▸ **TASK TO COMPLETE**
Each entry below is to be given again word for word, with no pictures.

▸ **DATASET EXCERPTS**
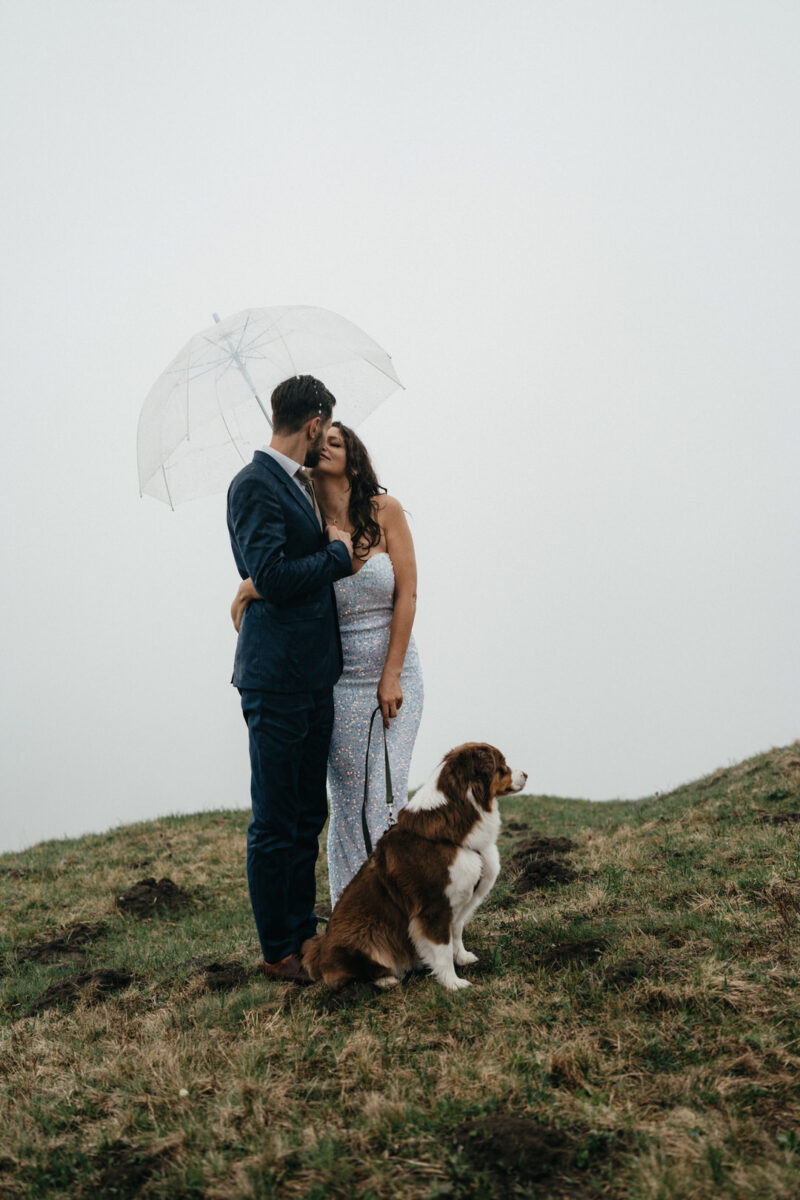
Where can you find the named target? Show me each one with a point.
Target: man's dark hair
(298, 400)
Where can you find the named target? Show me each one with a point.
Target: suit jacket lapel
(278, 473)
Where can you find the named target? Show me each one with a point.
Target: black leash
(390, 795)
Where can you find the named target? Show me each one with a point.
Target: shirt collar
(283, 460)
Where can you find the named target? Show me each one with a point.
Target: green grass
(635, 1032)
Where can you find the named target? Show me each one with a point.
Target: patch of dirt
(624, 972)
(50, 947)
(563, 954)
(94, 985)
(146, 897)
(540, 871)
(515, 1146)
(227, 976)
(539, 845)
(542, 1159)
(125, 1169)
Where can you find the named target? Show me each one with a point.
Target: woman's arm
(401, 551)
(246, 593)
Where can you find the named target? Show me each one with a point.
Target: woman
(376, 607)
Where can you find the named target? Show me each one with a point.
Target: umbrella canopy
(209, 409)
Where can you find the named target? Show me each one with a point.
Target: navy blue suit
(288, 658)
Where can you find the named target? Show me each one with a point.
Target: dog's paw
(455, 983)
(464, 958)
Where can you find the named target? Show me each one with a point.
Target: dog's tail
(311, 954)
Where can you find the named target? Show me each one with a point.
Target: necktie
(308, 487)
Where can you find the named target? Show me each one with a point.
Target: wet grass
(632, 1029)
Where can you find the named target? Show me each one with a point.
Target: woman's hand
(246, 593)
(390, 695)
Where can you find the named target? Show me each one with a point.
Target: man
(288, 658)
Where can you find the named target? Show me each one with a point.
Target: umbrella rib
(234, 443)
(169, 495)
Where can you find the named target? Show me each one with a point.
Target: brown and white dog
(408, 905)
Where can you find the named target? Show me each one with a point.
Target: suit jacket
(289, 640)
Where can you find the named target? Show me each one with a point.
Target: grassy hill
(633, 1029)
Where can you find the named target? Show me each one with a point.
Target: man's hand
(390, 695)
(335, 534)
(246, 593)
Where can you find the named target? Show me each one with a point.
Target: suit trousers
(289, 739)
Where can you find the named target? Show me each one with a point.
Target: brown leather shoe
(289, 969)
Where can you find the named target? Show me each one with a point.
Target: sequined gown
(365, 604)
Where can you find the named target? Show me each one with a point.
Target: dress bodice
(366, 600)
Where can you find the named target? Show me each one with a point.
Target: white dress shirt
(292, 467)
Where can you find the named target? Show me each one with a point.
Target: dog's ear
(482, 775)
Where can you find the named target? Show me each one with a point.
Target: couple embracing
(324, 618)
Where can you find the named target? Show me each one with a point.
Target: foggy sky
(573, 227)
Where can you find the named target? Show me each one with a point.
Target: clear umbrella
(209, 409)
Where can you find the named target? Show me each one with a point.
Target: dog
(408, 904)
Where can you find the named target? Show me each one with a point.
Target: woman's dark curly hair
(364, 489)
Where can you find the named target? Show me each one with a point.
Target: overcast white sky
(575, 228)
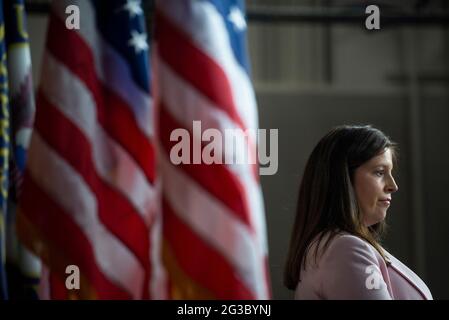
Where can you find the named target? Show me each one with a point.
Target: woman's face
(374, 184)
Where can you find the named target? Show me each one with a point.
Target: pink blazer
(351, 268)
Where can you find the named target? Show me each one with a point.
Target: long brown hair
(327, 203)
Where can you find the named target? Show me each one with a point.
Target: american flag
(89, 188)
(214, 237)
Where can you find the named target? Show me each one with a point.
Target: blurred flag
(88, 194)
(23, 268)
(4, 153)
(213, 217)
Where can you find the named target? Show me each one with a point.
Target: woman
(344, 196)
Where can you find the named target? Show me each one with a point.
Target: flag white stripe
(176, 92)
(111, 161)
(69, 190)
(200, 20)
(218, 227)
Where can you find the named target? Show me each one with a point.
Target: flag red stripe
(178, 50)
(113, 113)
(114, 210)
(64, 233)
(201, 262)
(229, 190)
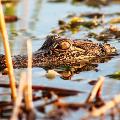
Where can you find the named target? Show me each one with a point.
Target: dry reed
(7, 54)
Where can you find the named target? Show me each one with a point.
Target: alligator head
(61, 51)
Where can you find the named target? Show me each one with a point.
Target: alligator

▸ **ANSWER TO THIS PROBLEM**
Where can you find the named target? Show me each one with a point.
Target: man's dark hair
(298, 400)
Where can you find the named target? Show me each one with a point.
Target: suit jacket lapel
(278, 473)
Where can you find the named target? Show me each one with a point.
Target: black leash
(390, 795)
Where can you find the named target? Show me each one with a point.
Target: shirt collar
(283, 460)
Where can you find the named target? Show me each one with a point.
Target: green grass
(635, 1032)
Where can you find the named target? Show me each one with a point.
Target: patch of dirt
(624, 972)
(50, 947)
(563, 954)
(94, 985)
(146, 897)
(540, 871)
(515, 1146)
(227, 976)
(539, 845)
(542, 1159)
(125, 1169)
Where can you find the named target? Show me each one with a point.
Target: woman's arm
(401, 551)
(246, 593)
Where can you find the named target? Show me each one with a point.
Target: woman
(376, 607)
Where can you find the named target? Show me each one with a point.
Target: umbrella canopy
(209, 409)
Where can you find the named target? Show me each one with a point.
Target: navy blue suit
(288, 658)
Where can you find the named target? Show me each one with a point.
Target: dog's paw
(455, 983)
(464, 958)
Where can you find the named target? Show me each one with a point.
Target: dog's tail
(311, 954)
Where can you find the named target? Show me each one with a point.
Target: necktie
(308, 487)
Where can you find the named target? Show me each one with a point.
Target: wet grass
(632, 1029)
Where can you find the named target? Show me each one with a point.
Target: woman's hand
(246, 593)
(390, 695)
Where can you find the named target? Show me each one with a point.
Target: man
(288, 658)
Where can you find the named target? Show me each one with a point.
Target: umbrella rib
(234, 443)
(169, 495)
Where can you find the named target? Show me each one with a point.
Target: brown and white dog
(408, 905)
Where can you find the named target? Show me each one with a point.
Target: suit jacket
(289, 640)
Where can you find the named target? Show me each one with a point.
Target: grassy hill
(633, 1029)
Where can you find the named target? Show me each one with a point.
Target: man's hand
(390, 695)
(335, 534)
(246, 593)
Where can you find the named target? Show me each one with a point.
Target: suit trousers
(289, 739)
Where can you find the named target? Show me each one with a point.
Target: brown leather shoe
(289, 969)
Where can you find the named target? Show me each one with a point.
Target: sequined gown
(365, 604)
Where can you find the named target? Show me each one with a point.
Target: dress bodice
(366, 600)
Where can you find the named target? Show me each one with a point.
Target: white dress shirt
(292, 467)
Where can you find the named target? Show me each one with a point.
Target: dog's ear
(482, 775)
Where can you find the named target? Show me each one with a point.
Target: couple embracing
(324, 618)
Where can you find the named target? Show me each one with a point.
Target: foggy sky
(573, 227)
Where can you find the named target? Show me each one with a point.
Target: clear umbrella
(209, 409)
Where can you find the named target? Show me each one with a point.
Target: dog
(408, 904)
Where can you find the named target? Show me each one with a point.
Target: woman's dark curly hair
(364, 489)
Where can you find the named target? Show me each one with a point.
Target: overcast white sky
(575, 228)
Where can you find the named target? Show me each one with a point.
Target: woman's face
(374, 184)
Where can you find the named target? Show me each one with a point.
Target: pink blazer
(351, 268)
Where can you find the named target? Show me each one with a point.
Target: long brown hair
(327, 203)
Where can you find the named target? Show me each one with a point.
Target: american flag
(89, 188)
(214, 237)
Where can you find the named target? Show me each one with a point.
Target: blurred flag
(88, 194)
(23, 268)
(4, 153)
(213, 217)
Where can you find the named target? Show me each one with a point.
Target: woman
(344, 196)
Where can you find the named target? Show me each one with a point.
Target: flag white stripe
(176, 92)
(111, 161)
(69, 190)
(200, 20)
(218, 227)
Where can you find the named target? Show me each one with a point.
Target: flag red stripe
(178, 50)
(113, 113)
(114, 210)
(64, 233)
(201, 262)
(229, 190)
Where can you find the named target? Show me each one with a point.
Target: dry reed
(7, 54)
Where can you find the named target? Show me each one with a point.
Target: alligator head
(61, 51)
Where can you find the named target? Show me each one with a point.
Target: alligator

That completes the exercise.